Report every line of the data below that contains the word "mirror", copying each such line in full. Case counts.

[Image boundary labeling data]
+-------+

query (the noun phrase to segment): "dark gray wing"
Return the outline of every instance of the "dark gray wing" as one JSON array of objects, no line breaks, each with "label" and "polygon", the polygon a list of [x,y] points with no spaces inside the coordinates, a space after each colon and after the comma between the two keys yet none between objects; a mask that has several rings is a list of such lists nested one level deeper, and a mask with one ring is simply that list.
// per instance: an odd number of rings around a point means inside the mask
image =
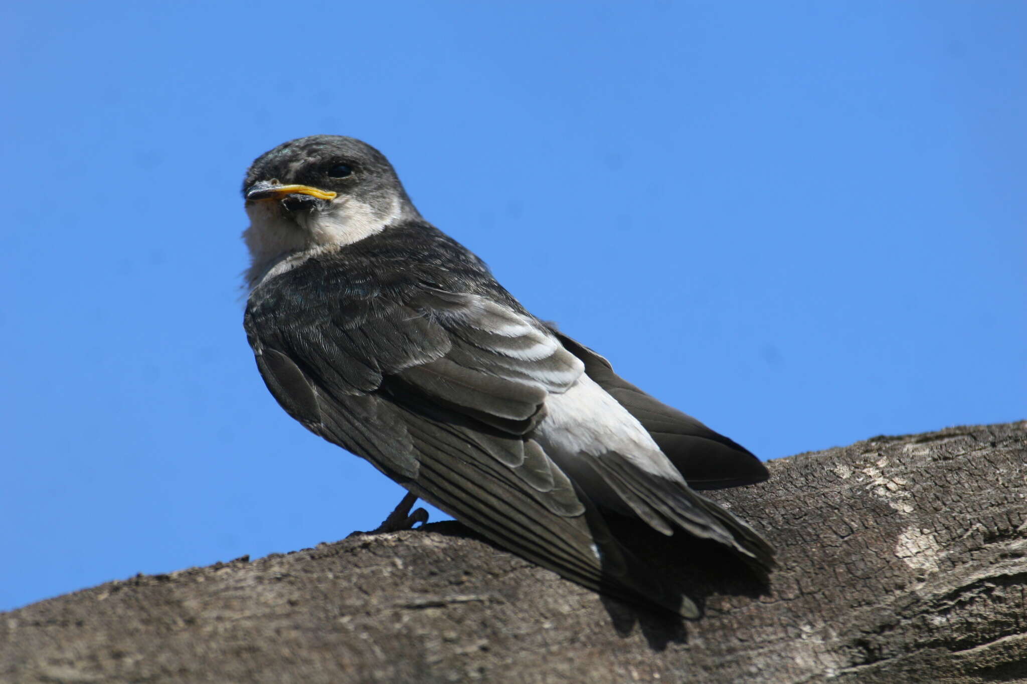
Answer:
[{"label": "dark gray wing", "polygon": [[720,489],[763,482],[770,474],[748,449],[678,409],[646,394],[613,371],[584,345],[553,330],[584,363],[585,372],[649,431],[660,450],[693,489]]},{"label": "dark gray wing", "polygon": [[293,417],[531,561],[697,615],[527,437],[546,394],[583,372],[547,330],[486,297],[425,287],[329,294],[304,278],[261,286],[245,315],[261,374]]}]

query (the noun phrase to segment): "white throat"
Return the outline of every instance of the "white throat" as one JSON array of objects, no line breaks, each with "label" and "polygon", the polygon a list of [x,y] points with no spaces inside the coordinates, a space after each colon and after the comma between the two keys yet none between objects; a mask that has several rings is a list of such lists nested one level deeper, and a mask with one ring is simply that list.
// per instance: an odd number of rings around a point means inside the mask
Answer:
[{"label": "white throat", "polygon": [[384,231],[403,214],[400,198],[384,216],[351,197],[337,198],[324,211],[287,213],[278,202],[246,205],[250,228],[242,239],[250,250],[246,284],[256,289],[311,256],[341,249]]}]

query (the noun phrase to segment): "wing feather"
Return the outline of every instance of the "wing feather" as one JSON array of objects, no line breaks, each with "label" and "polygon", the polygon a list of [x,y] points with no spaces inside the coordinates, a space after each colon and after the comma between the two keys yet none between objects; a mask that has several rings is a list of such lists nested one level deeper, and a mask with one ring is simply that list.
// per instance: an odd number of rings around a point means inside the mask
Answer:
[{"label": "wing feather", "polygon": [[[546,397],[592,374],[597,362],[584,348],[485,296],[423,285],[335,297],[291,290],[301,271],[255,290],[245,317],[261,374],[291,415],[529,560],[593,589],[697,615],[617,542],[532,438]],[[640,486],[630,468],[599,469],[650,524],[681,524],[673,502]]]}]

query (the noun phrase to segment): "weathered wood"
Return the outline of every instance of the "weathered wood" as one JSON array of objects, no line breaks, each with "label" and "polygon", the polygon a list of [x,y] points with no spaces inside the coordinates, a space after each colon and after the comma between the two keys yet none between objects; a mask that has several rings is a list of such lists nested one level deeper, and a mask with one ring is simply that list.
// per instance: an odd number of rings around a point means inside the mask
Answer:
[{"label": "weathered wood", "polygon": [[4,682],[1027,681],[1027,423],[880,437],[712,492],[761,586],[701,545],[675,626],[456,523],[139,576],[0,615]]}]

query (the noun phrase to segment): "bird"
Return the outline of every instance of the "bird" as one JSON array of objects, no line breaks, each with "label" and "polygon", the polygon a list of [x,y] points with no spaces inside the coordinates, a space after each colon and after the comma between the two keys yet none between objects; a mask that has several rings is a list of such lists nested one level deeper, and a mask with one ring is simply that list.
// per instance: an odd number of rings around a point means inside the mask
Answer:
[{"label": "bird", "polygon": [[290,140],[253,162],[242,195],[257,367],[293,418],[407,489],[393,521],[420,498],[567,579],[686,618],[695,602],[613,521],[774,566],[696,491],[762,482],[765,466],[528,312],[421,216],[378,150]]}]

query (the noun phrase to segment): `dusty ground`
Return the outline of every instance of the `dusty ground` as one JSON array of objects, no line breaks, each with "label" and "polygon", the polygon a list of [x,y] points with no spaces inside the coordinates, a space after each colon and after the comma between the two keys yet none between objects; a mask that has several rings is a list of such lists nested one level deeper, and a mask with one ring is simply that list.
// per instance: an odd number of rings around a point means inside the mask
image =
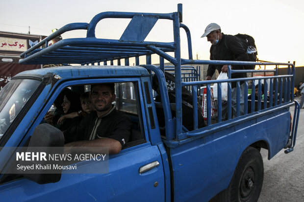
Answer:
[{"label": "dusty ground", "polygon": [[[294,109],[290,108],[292,113]],[[294,151],[288,154],[281,151],[270,160],[267,150],[261,153],[264,183],[258,202],[304,202],[304,109],[300,111]]]}]

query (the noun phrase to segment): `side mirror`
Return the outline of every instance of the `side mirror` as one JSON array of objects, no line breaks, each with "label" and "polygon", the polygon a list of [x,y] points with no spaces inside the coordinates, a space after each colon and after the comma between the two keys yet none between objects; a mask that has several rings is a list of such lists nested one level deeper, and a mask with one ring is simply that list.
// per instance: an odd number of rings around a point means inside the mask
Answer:
[{"label": "side mirror", "polygon": [[[33,133],[27,147],[27,152],[32,152],[33,148],[36,147],[43,147],[44,152],[47,154],[51,153],[51,147],[61,147],[63,152],[64,145],[64,136],[62,132],[57,128],[47,123],[38,125]],[[45,149],[44,149],[45,148]],[[39,162],[42,166],[47,166],[48,161]],[[58,173],[58,172],[57,172]],[[42,170],[41,173],[24,174],[26,179],[33,181],[38,184],[56,182],[61,178],[61,170],[60,173],[46,173]]]}]

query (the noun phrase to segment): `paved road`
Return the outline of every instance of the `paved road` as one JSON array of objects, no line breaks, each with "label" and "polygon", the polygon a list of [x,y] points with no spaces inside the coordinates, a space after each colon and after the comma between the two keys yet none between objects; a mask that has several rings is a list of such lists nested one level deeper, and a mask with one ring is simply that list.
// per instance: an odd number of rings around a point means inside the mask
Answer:
[{"label": "paved road", "polygon": [[[294,107],[290,108],[293,115]],[[258,202],[304,202],[304,109],[300,111],[295,150],[281,151],[268,160],[268,151],[261,150],[264,182]]]}]

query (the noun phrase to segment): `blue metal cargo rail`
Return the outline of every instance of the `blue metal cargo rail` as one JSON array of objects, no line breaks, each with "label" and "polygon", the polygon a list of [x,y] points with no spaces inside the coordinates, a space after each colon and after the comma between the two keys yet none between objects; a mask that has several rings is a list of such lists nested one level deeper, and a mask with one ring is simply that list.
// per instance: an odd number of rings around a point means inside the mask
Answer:
[{"label": "blue metal cargo rail", "polygon": [[[263,113],[270,112],[275,112],[280,109],[289,108],[294,105],[293,89],[295,83],[295,67],[290,63],[255,63],[240,61],[195,60],[192,57],[192,50],[190,33],[188,27],[181,23],[182,22],[182,5],[177,5],[177,12],[168,14],[155,14],[144,13],[130,13],[120,12],[106,12],[100,13],[95,16],[90,23],[73,23],[67,24],[52,33],[49,37],[39,43],[33,47],[21,54],[24,59],[21,63],[25,64],[77,64],[81,65],[107,65],[110,61],[113,64],[113,61],[117,60],[118,65],[121,65],[121,59],[125,60],[125,65],[129,66],[129,59],[135,58],[136,66],[139,66],[139,57],[146,56],[146,68],[153,70],[158,77],[161,76],[159,69],[165,70],[164,59],[170,62],[174,66],[174,73],[176,79],[176,119],[166,119],[166,126],[172,125],[175,123],[175,130],[166,128],[166,140],[165,142],[169,146],[174,147],[177,144],[180,144],[191,141],[194,138],[204,136],[209,134],[220,130],[221,129],[232,125],[235,121],[245,121],[251,119],[256,118],[262,115]],[[101,20],[106,18],[131,19],[129,23],[125,29],[121,37],[119,40],[109,40],[98,39],[95,37],[95,28],[97,24]],[[174,39],[172,42],[161,43],[157,42],[146,42],[145,39],[153,27],[158,19],[167,19],[173,21]],[[181,58],[180,28],[182,28],[186,32],[188,48],[188,59]],[[55,44],[48,46],[51,40],[67,31],[78,29],[87,30],[86,37],[81,38],[66,39],[60,41]],[[45,48],[40,47],[45,45]],[[168,52],[174,52],[174,57],[169,55]],[[152,64],[151,55],[156,54],[159,56],[159,67],[151,65]],[[234,70],[228,68],[228,76],[236,72],[265,72],[272,71],[275,72],[273,76],[250,77],[242,79],[229,79],[228,80],[203,81],[200,81],[196,79],[193,80],[182,80],[181,65],[263,65],[275,66],[274,70]],[[279,66],[288,67],[288,74],[278,75],[278,68]],[[157,69],[158,68],[158,69]],[[171,69],[170,70],[173,70]],[[252,100],[251,112],[248,110],[248,81],[253,83],[257,80],[258,85],[258,96],[257,99],[257,109],[255,109],[255,100]],[[240,82],[245,81],[245,90],[241,92]],[[269,91],[269,101],[267,101],[267,96],[261,100],[261,83],[263,81],[265,85],[265,91]],[[240,114],[240,106],[237,109],[237,117],[231,118],[231,84],[232,82],[237,82],[237,103],[240,103],[240,94],[244,93],[245,114]],[[217,83],[218,90],[218,103],[221,103],[221,83],[228,83],[228,120],[222,122],[221,112],[222,106],[218,106],[218,123],[211,125],[211,98],[210,85]],[[203,133],[196,132],[195,130],[192,132],[183,131],[182,127],[181,110],[181,88],[182,87],[192,87],[193,95],[194,116],[197,117],[197,89],[201,85],[207,86],[207,126]],[[269,87],[268,87],[269,86]],[[252,90],[254,91],[254,87],[252,85]],[[273,93],[272,93],[273,92]],[[253,92],[254,94],[254,92]],[[300,105],[296,101],[296,104],[294,116],[292,134],[291,135],[293,144],[289,152],[292,150],[295,143],[297,128],[300,112]],[[164,108],[170,109],[170,103],[167,99],[164,99],[162,104]],[[263,109],[261,109],[261,106]],[[256,110],[257,110],[255,112]],[[266,112],[267,111],[267,112]],[[194,118],[194,128],[198,128],[197,119]],[[185,139],[185,137],[186,138]],[[174,141],[173,141],[174,140]]]}]

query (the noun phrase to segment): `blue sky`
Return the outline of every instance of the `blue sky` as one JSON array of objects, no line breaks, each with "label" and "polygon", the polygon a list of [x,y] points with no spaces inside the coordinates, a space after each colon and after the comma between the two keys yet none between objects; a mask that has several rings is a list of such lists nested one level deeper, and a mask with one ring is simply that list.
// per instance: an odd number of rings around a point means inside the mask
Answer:
[{"label": "blue sky", "polygon": [[[207,25],[219,24],[227,34],[250,35],[255,40],[258,58],[304,66],[304,1],[300,0],[1,0],[0,31],[49,35],[51,29],[76,22],[89,22],[104,11],[170,13],[183,4],[183,23],[190,29],[194,57],[208,60],[210,44],[201,38]],[[158,22],[147,41],[172,41],[172,23]],[[97,37],[119,39],[128,20],[106,20],[97,27]],[[64,38],[85,37],[85,31],[69,32]],[[185,35],[181,34],[182,56],[187,58]],[[155,61],[156,62],[156,61]]]}]

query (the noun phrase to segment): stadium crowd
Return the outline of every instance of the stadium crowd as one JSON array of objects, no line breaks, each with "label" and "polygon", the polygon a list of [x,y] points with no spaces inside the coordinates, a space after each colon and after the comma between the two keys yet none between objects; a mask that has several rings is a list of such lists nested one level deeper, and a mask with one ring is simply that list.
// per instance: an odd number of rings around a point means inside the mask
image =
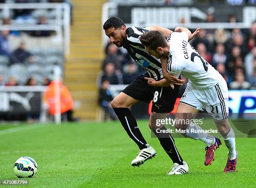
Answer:
[{"label": "stadium crowd", "polygon": [[[208,14],[205,22],[214,21],[212,15]],[[236,16],[231,15],[229,21],[237,22]],[[229,89],[255,89],[256,41],[256,21],[248,29],[201,29],[190,43],[222,75]],[[109,84],[128,84],[145,71],[134,62],[126,50],[113,43],[107,44],[105,54],[97,84],[100,89],[100,105],[108,108],[112,99],[108,89]],[[182,79],[186,83],[180,87],[179,96],[188,81],[184,77]]]},{"label": "stadium crowd", "polygon": [[[207,22],[213,21],[211,16]],[[230,22],[236,21],[230,16]],[[248,30],[238,28],[224,30],[201,29],[190,41],[199,53],[221,74],[229,88],[256,89],[256,21]],[[102,72],[98,76],[98,86],[102,81],[110,84],[128,84],[145,72],[126,51],[113,43],[106,46],[106,56]]]},{"label": "stadium crowd", "polygon": [[[69,0],[0,0],[1,3],[67,3],[72,7]],[[26,41],[21,41],[17,48],[11,50],[10,38],[13,36],[19,37],[24,35],[33,37],[47,37],[54,35],[54,32],[40,30],[10,30],[5,28],[4,26],[13,24],[48,24],[50,23],[49,20],[55,18],[55,9],[11,9],[9,18],[5,17],[3,11],[0,11],[0,26],[4,28],[0,33],[0,86],[49,84],[49,77],[52,73],[51,70],[45,71],[46,74],[38,71],[46,64],[63,65],[63,52],[57,49],[49,49],[53,52],[50,52],[50,50],[43,51],[40,50],[29,51],[26,48]],[[20,74],[17,73],[19,72],[19,72],[24,69],[28,70],[29,72],[27,73],[29,75],[27,75],[26,78],[21,78]],[[26,74],[26,72],[23,73],[23,74]]]}]

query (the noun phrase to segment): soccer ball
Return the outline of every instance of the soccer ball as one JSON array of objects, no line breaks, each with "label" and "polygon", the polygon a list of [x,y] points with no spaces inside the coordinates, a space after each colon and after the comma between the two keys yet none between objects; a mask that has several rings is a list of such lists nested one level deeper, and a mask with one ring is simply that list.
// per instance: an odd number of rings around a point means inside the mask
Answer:
[{"label": "soccer ball", "polygon": [[37,164],[31,158],[22,157],[15,162],[13,170],[18,178],[32,178],[37,172]]}]

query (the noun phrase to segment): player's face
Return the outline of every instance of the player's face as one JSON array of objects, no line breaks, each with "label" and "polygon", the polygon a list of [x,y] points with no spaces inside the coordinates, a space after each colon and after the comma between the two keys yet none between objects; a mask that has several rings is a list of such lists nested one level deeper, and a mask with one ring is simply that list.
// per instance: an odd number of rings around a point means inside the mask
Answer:
[{"label": "player's face", "polygon": [[161,51],[161,48],[160,51],[158,48],[156,50],[152,50],[150,48],[145,46],[145,49],[148,54],[151,56],[154,56],[157,59],[160,59],[164,55]]},{"label": "player's face", "polygon": [[126,41],[126,28],[124,25],[116,29],[110,28],[105,30],[105,34],[109,38],[111,43],[118,47],[123,46]]}]

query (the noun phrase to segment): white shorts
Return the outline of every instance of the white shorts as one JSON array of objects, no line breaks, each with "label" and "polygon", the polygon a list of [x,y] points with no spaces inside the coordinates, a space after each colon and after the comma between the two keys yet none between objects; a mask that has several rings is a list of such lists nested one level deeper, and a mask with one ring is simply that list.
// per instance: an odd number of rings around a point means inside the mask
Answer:
[{"label": "white shorts", "polygon": [[216,121],[228,118],[228,91],[224,79],[215,86],[205,89],[198,89],[188,83],[179,102],[208,113]]}]

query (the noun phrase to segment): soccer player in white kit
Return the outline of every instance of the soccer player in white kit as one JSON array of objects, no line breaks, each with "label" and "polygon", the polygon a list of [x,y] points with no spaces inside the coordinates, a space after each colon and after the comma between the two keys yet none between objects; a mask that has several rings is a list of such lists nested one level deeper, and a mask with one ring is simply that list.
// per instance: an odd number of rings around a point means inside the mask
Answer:
[{"label": "soccer player in white kit", "polygon": [[[139,39],[150,55],[160,58],[163,73],[167,80],[170,74],[177,77],[182,74],[189,79],[176,118],[191,120],[200,110],[205,109],[213,118],[228,147],[228,161],[224,172],[233,172],[236,167],[237,151],[235,134],[228,119],[227,84],[219,72],[188,43],[191,35],[188,29],[179,27],[169,36],[167,41],[162,33],[154,30],[143,34]],[[205,132],[198,125],[192,126],[185,122],[177,121],[178,123],[175,124],[176,128],[185,130],[183,134],[185,137],[200,140],[206,144],[205,165],[211,164],[215,150],[221,144],[220,140]],[[192,130],[196,132],[191,132]]]}]

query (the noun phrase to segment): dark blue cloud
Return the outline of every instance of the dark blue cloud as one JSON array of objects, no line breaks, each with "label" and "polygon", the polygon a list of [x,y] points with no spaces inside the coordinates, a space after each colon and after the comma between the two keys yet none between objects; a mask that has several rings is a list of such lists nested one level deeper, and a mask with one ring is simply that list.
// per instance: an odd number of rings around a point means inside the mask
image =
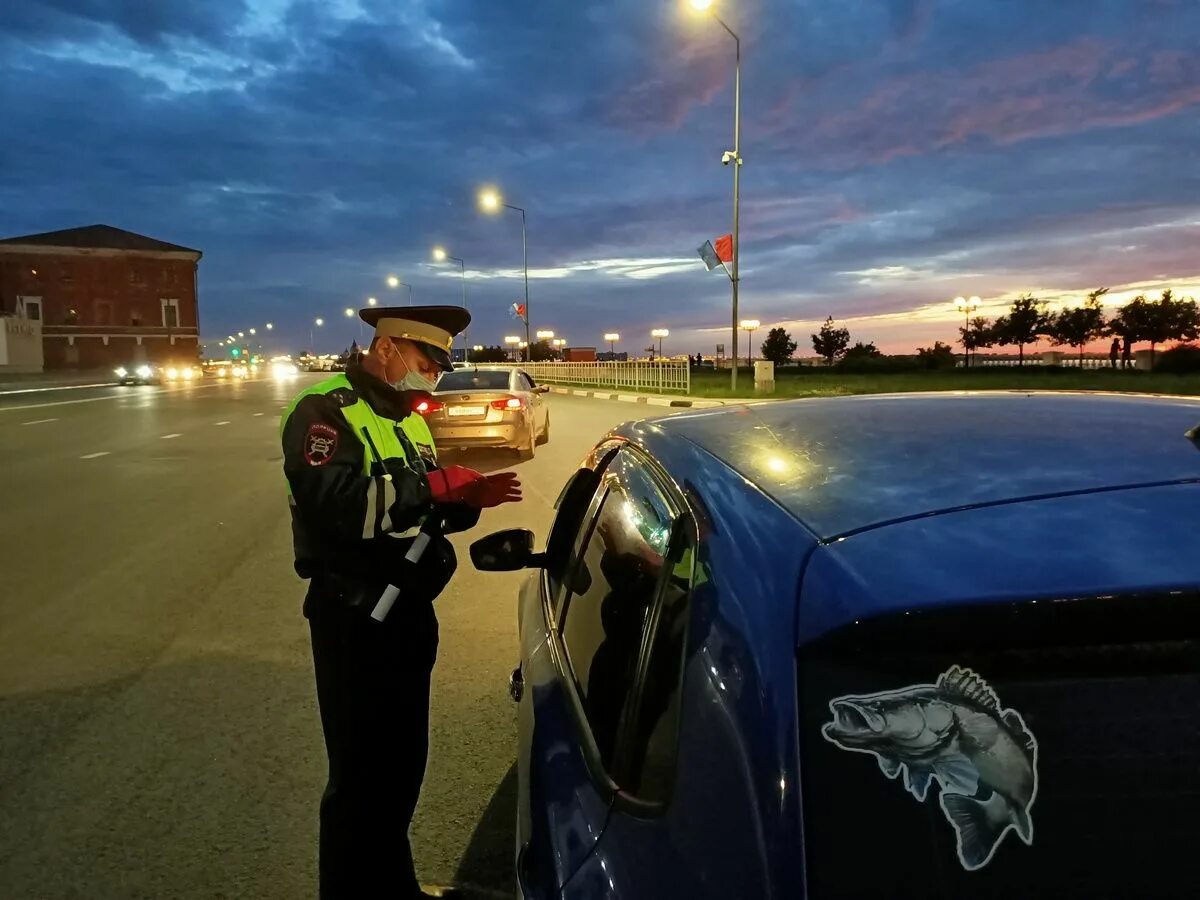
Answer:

+-------+

**EXERCISE RESPONSE**.
query (the noun phrase to segment): `side mirror`
Return the outline of every instance of the `side mirror` as one JSON array of objects, no line breaks, each with "label" and "polygon", the polygon a list of [x,y] points with no spaces inside the coordinates, a space after each colon and after the comma between the two keys yet none between objects; a mask that has several rings is a list of such lists nested one level deeper, and a mask with one ring is simply that list.
[{"label": "side mirror", "polygon": [[[33,133],[27,147],[27,152],[32,152],[33,148],[36,147],[43,147],[44,152],[47,154],[51,153],[51,147],[61,147],[63,152],[64,145],[64,136],[62,132],[57,128],[47,123],[38,125]],[[45,149],[44,149],[45,148]],[[39,162],[42,166],[47,166],[48,161]],[[58,173],[58,172],[57,172]],[[42,170],[41,173],[24,174],[26,179],[33,181],[38,184],[56,182],[61,178],[61,170],[60,173],[46,173]]]}]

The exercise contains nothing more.